Conjugate vs Complex Conjugate

[rstor]

Homework Statement

I would like to confirm my understanding between conjugates and complex conjugates.

Relevant Equations

not applicable

I would like to confirm my understanding between conjugates and complex conjugates. When rationalizing the denominator (when dealing with square roots) it is shown that we can multiply the fraction by its conjugate. I have seen the conjugate being defined as one of the signs of the binomial changing (does not have to be the middle sign).
Example:

With regards to the Complex Conjugate my understanding is that the sign of the imaginary part must change (the middle sign when the complex number is written in standard form).

Is this correct?

 

[Mark44]

Homework Statement: I would like to confirm my understanding between conjugates and complex conjugates.
Relevant Equations: not applicable

I would like to confirm my understanding between conjugates and complex conjugates. When rationalizing the denominator (when dealing with square roots) it is shown that we can multiply the fraction by its conjugate. I have seen the conjugate being defined as one of the signs of the binomial changing (does not have to be the middle sign).
Example:

With regards to the Complex Conjugate my understanding is that the sign of the imaginary part must change (the middle sign when the complex number is written in standard form).

Is this correct?

Pretty much.

The conjugate of $a + b$ is $a - b$. The complex conjugate of $a + ib$ is $a - ib$.
The real numbers a and b might both be positive, both negative, or mixed in sign.
Note that we don't normally call the imaginary unit "iota". It's normally called "i", short for imaginary.

 

[FactChecker]

With regards to the Complex Conjugate my understanding is that the sign of the imaginary part must change (the middle sign when the complex number is written in standard form).

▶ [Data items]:

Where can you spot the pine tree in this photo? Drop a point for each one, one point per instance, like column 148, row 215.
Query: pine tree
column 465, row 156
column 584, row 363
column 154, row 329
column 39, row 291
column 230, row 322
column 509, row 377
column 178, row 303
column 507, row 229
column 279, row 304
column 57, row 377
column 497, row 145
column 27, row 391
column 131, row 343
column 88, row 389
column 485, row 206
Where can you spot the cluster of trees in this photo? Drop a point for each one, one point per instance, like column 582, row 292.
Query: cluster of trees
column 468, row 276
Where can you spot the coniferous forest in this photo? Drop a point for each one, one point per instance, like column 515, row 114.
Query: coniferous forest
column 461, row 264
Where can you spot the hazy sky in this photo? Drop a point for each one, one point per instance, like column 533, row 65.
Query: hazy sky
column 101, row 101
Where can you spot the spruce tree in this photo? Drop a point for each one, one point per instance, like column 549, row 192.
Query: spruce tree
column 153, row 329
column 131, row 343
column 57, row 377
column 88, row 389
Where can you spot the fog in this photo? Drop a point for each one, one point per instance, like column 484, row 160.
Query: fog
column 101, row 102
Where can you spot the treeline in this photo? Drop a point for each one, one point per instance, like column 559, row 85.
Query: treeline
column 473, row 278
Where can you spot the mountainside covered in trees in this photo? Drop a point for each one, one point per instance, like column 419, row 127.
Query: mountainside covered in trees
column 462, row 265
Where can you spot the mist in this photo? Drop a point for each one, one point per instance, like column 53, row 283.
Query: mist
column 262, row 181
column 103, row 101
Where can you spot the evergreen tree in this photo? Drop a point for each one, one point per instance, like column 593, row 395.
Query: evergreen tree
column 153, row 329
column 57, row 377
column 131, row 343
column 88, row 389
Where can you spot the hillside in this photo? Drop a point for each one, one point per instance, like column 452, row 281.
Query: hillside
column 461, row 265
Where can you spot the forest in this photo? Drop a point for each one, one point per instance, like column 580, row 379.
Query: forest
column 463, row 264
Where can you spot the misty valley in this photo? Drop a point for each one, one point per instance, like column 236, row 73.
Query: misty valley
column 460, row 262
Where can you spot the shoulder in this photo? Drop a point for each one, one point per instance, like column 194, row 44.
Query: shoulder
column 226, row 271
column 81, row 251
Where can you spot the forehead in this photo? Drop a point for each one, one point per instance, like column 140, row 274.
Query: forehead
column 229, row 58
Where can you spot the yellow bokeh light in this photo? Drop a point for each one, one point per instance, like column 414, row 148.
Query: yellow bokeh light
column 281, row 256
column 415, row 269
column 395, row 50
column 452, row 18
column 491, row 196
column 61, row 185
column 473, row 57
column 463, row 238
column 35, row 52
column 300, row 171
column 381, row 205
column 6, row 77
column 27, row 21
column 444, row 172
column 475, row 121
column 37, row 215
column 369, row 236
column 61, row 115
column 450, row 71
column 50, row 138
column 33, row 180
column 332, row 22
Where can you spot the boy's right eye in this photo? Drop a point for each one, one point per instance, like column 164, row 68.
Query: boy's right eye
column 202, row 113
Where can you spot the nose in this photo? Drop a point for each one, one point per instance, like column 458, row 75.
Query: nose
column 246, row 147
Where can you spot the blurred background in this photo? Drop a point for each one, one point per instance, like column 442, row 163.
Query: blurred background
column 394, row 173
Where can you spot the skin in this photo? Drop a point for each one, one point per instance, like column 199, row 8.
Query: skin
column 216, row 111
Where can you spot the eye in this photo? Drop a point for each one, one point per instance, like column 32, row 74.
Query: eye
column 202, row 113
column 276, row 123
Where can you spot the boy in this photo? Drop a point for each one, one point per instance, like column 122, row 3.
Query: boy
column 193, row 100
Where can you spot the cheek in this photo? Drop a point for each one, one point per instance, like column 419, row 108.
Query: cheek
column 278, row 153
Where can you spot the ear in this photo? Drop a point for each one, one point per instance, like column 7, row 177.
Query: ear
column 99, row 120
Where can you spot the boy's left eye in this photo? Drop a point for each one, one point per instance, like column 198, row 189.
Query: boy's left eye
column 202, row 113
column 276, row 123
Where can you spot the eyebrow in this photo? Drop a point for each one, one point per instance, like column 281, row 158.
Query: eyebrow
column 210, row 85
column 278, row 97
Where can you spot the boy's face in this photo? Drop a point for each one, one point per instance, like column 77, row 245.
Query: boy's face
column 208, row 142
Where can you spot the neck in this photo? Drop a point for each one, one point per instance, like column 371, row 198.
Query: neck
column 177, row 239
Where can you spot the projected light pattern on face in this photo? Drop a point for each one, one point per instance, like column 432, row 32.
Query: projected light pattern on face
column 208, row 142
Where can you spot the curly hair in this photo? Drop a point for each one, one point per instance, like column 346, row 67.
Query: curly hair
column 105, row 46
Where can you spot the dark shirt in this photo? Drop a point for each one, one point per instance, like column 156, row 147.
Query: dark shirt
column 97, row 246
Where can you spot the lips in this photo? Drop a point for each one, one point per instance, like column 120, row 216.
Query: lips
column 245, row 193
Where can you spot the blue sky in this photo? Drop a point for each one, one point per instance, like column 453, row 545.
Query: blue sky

▶ [WORK TO COMPLETE]:
[1] In the forum thread on conjugates, what is "i" short for?
[2] In the forum thread on conjugates, rewrite the passage starting at "Relevant Equations: not" and ending at "Pretty much.", changing "denominator" to "numerator".

▶ [OUTPUTS FOR THE TASKS]:
[1] Imaginary.

[2]
Relevant Equations: not applicable

I would like to confirm my understanding between conjugates and complex conjugates. When rationalizing the numerator (when dealing with square roots) it is shown that we can multiply the fraction by its conjugate. I have seen the conjugate being defined as one of the signs of the binomial changing (does not have to be the middle sign).
Example:

With regards to the Complex Conjugate my understanding is that the sign of the imaginary part must change (the middle sign when the complex number is written in standard form).

Is this correct?

Pretty much.